--- START ---

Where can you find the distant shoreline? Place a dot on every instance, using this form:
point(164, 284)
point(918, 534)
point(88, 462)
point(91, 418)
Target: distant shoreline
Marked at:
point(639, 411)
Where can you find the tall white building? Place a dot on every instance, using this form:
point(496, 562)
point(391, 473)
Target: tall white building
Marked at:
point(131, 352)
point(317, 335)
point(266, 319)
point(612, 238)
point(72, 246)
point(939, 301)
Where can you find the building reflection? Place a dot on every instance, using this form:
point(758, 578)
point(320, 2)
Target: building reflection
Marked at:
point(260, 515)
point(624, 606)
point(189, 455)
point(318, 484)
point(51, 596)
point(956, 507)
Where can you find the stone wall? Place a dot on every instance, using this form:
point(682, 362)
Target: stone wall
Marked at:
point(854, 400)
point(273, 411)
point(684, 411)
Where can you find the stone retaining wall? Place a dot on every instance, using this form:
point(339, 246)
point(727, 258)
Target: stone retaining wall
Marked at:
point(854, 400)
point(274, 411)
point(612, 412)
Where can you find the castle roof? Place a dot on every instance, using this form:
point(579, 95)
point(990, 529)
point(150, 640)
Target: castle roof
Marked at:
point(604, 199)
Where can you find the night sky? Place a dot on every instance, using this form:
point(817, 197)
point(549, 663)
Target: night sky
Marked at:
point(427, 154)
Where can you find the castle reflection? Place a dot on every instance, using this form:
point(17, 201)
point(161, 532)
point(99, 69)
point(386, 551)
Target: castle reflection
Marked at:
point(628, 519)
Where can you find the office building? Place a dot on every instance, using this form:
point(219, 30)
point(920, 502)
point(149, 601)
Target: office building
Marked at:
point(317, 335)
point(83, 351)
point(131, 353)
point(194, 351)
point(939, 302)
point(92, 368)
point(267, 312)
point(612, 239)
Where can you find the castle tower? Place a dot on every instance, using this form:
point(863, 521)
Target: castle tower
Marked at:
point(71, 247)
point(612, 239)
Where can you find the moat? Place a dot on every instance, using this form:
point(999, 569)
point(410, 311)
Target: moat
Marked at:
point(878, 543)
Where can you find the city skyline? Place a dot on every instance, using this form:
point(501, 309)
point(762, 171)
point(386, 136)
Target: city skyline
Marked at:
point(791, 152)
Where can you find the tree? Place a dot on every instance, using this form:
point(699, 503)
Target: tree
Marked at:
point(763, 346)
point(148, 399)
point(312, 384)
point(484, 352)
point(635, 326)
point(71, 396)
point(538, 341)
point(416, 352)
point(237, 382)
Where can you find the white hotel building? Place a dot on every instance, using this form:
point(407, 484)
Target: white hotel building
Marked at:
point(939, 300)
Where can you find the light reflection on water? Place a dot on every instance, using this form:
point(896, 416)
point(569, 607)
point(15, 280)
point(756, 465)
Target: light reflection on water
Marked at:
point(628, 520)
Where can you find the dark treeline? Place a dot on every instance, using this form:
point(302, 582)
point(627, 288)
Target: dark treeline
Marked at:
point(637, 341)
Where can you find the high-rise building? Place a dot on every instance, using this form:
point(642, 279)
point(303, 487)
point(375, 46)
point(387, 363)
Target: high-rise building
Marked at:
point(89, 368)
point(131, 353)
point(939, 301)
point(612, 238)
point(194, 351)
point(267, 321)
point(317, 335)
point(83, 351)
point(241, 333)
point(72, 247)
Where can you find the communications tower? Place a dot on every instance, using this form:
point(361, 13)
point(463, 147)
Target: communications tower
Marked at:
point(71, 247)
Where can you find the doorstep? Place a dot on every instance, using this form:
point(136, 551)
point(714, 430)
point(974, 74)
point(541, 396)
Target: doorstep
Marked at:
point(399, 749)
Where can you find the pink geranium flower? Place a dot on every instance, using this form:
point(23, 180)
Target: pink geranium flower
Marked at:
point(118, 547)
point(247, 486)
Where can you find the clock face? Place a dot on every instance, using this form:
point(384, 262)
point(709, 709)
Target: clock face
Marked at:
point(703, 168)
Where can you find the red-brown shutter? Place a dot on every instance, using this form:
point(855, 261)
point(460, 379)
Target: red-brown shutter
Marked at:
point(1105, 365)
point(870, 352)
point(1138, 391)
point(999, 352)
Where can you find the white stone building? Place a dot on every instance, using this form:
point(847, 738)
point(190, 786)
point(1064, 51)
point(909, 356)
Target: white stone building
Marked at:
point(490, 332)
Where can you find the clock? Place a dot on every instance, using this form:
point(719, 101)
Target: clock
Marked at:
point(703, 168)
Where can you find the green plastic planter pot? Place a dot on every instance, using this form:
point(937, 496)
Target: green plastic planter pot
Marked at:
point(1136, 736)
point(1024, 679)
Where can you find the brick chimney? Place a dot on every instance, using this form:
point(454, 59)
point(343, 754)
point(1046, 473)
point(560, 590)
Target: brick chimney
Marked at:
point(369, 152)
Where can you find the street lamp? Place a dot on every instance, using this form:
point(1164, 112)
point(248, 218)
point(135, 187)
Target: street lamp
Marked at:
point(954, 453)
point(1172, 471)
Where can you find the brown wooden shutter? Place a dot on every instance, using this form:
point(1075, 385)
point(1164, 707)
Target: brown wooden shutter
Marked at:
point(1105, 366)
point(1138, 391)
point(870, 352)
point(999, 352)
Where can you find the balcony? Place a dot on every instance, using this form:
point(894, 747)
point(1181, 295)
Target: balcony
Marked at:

--- END ---

» Directions:
Repeat the material word for word.

» Written solution:
Where can you find the distant shoreline? Place a dot on every instance, using this form:
point(164, 284)
point(918, 534)
point(88, 462)
point(91, 418)
Target: distant shoreline
Marked at:
point(639, 411)
Where can you find the tall white building? Place a dot on every instance, using this form:
point(496, 562)
point(391, 473)
Target: tall white building
Marked at:
point(131, 352)
point(317, 335)
point(266, 319)
point(612, 238)
point(72, 246)
point(939, 301)
Where can you find the building reflection? Place a dot on every instance, using this form:
point(758, 578)
point(320, 2)
Target: building reflection
Marked at:
point(260, 515)
point(624, 606)
point(189, 455)
point(318, 484)
point(51, 596)
point(956, 507)
Where can you find the stone wall? Place a dot on every instance, using this form:
point(682, 362)
Target: stone wall
Marked at:
point(854, 400)
point(273, 411)
point(684, 411)
Where can you find the stone retaining wall? Place a dot on every instance, using this form:
point(339, 246)
point(727, 258)
Target: stone retaining wall
Marked at:
point(854, 400)
point(274, 411)
point(612, 412)
Where can you find the castle roof? Place a dot on every instance, using this form:
point(579, 95)
point(990, 529)
point(150, 640)
Target: castle roof
Marked at:
point(604, 199)
Where can you find the night sky? Place a dot on every instance, using this form:
point(817, 197)
point(549, 663)
Target: night sky
Marked at:
point(427, 154)
Where can you find the castle reflection? Place a dot on every instance, using this form:
point(17, 201)
point(161, 532)
point(99, 69)
point(386, 551)
Target: castle reflection
Marked at:
point(628, 519)
Where can you find the office building? Place a dot on every instance, using this form:
point(219, 30)
point(920, 502)
point(149, 601)
Target: office building
Marked at:
point(317, 335)
point(83, 351)
point(131, 353)
point(194, 351)
point(939, 302)
point(92, 368)
point(267, 312)
point(612, 239)
Where can you find the castle tower? Place a dot on every instance, using this form:
point(863, 521)
Target: castle tower
Marked at:
point(71, 247)
point(612, 239)
Where can you find the moat? Place a dot on every instance, using this form:
point(999, 569)
point(410, 311)
Target: moat
Marked at:
point(878, 543)
Where can you find the city skyline? Place a dot on every instance, using this form:
point(501, 309)
point(762, 171)
point(386, 136)
Target: city skyline
Marked at:
point(791, 152)
Where can you find the tree? Place a dot on every instance, using this form:
point(699, 503)
Target: tree
Marked at:
point(763, 346)
point(148, 399)
point(312, 384)
point(484, 352)
point(635, 326)
point(71, 396)
point(538, 341)
point(416, 352)
point(237, 382)
Where can you find the white hotel building? Place a dot on every instance, using this form:
point(407, 484)
Target: white hotel building
Marked at:
point(939, 300)
Where can you find the light reflection on water? Place a dot on every instance, using this form:
point(896, 416)
point(569, 607)
point(15, 280)
point(756, 465)
Target: light reflection on water
Marked at:
point(628, 520)
Where can you find the dark treeline? Place a dot on every instance, using this form:
point(302, 582)
point(627, 288)
Target: dark treeline
Marked at:
point(637, 341)
Where can you find the high-rise building? Place a dot on every instance, using this form:
point(642, 279)
point(303, 487)
point(375, 46)
point(387, 363)
Target: high-rise building
Marked at:
point(89, 368)
point(131, 353)
point(939, 301)
point(612, 238)
point(194, 351)
point(267, 321)
point(317, 335)
point(83, 351)
point(241, 333)
point(72, 247)
Where can you find the communications tower? Place a dot on every instance, using this form:
point(361, 13)
point(463, 147)
Target: communications tower
Marked at:
point(71, 247)
Where can you find the doorstep? Place a dot on every instance, using this form:
point(136, 551)
point(714, 430)
point(974, 74)
point(541, 396)
Target: doorstep
Marked at:
point(399, 749)
Where can you find the pink geranium flower? Place a dot on every instance, using this form:
point(23, 180)
Target: pink geranium flower
Marked at:
point(118, 547)
point(247, 486)
Where can you find the clock face? Place a dot on every instance, using this form:
point(384, 262)
point(709, 709)
Target: clock face
Marked at:
point(703, 168)
Where can you find the red-brown shutter? Place a dot on every instance, using this form:
point(855, 261)
point(460, 379)
Target: red-brown shutter
Marked at:
point(1105, 365)
point(870, 352)
point(1138, 391)
point(999, 352)
Where can you find the white stone building? Place a dot on every instance, using this form:
point(847, 738)
point(190, 786)
point(1064, 51)
point(909, 356)
Target: white stone building
Marked at:
point(490, 332)
Where can you find the clock? Place a dot on every instance, using this form:
point(719, 101)
Target: clock
Marked at:
point(703, 168)
Where can you find the green plastic planter pot? Place a dot on every instance, using this form:
point(937, 496)
Target: green plastic planter pot
Marked at:
point(1136, 736)
point(1024, 679)
Where can you find the brick chimney? Place a dot on every instance, using this form:
point(454, 59)
point(343, 754)
point(1046, 473)
point(560, 590)
Target: brick chimney
Marked at:
point(369, 152)
Where can you find the street lamp? Place a dot on every instance, using this form:
point(1164, 112)
point(248, 218)
point(135, 187)
Target: street lamp
Marked at:
point(954, 453)
point(1172, 471)
Where can you find the brown wooden shutter? Place a dot on every instance, using this form:
point(1075, 385)
point(1164, 707)
Target: brown wooden shutter
Marked at:
point(1105, 366)
point(1138, 391)
point(870, 352)
point(999, 352)
Where can you find the balcony? Place a dot on every instance, using this form:
point(894, 747)
point(1181, 295)
Target: balcony
Marked at:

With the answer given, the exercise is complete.